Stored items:

^^^^

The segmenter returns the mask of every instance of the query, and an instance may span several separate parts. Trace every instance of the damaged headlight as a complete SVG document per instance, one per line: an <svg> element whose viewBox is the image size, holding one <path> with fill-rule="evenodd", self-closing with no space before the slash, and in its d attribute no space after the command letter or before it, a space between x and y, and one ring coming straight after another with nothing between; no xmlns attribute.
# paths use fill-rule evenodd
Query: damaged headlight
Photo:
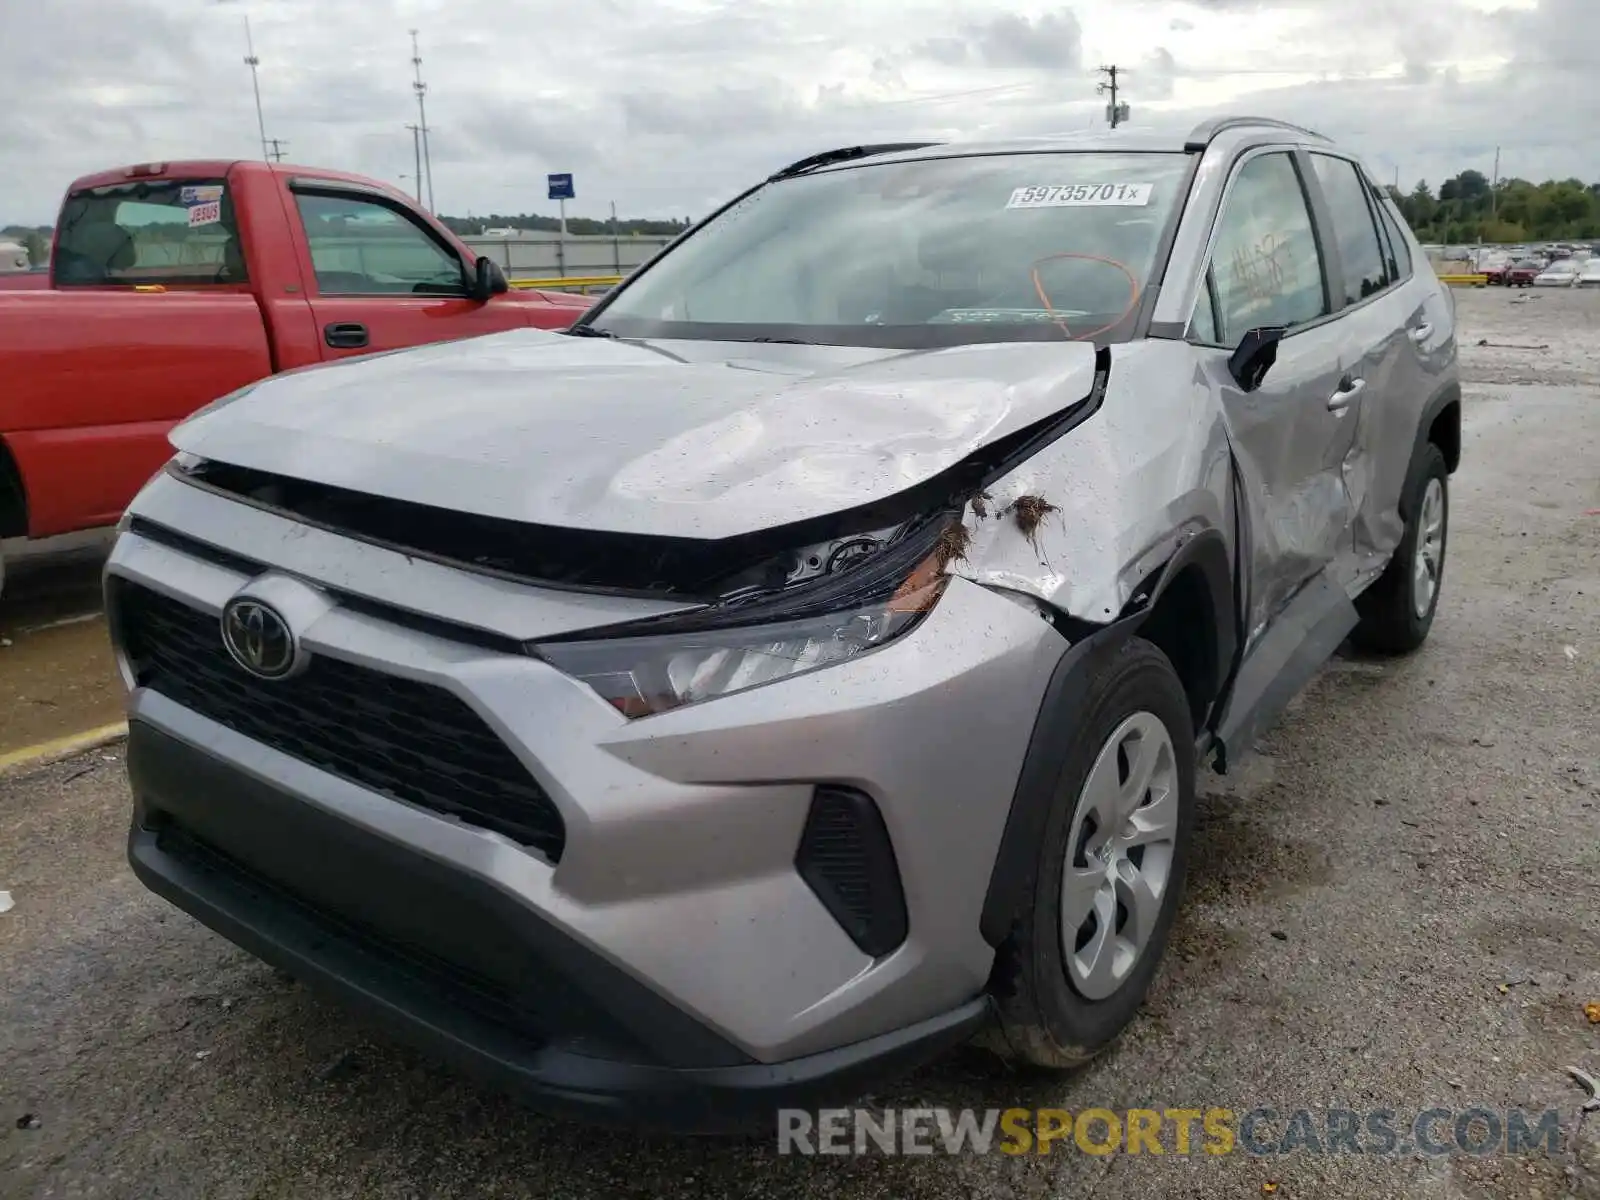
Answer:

^^^^

If a record holds a picture, leave the picture out and copy the rest exactly.

The segmenter returns the mask of every instance of the query, and an instance may span several separate parts. Trace every instance of the damaged headlight as a complete SVG document per instance, one per line: an <svg> element whose viewBox is the image size, holding one <path> with fill-rule="evenodd", self-closing with no space before the slash, and in its d attribute no space after the command letter or before it, a space between x and y, and one ring coming straight after another with nothing between; no xmlns attribute.
# paths use fill-rule evenodd
Query: damaged headlight
Photo:
Answer:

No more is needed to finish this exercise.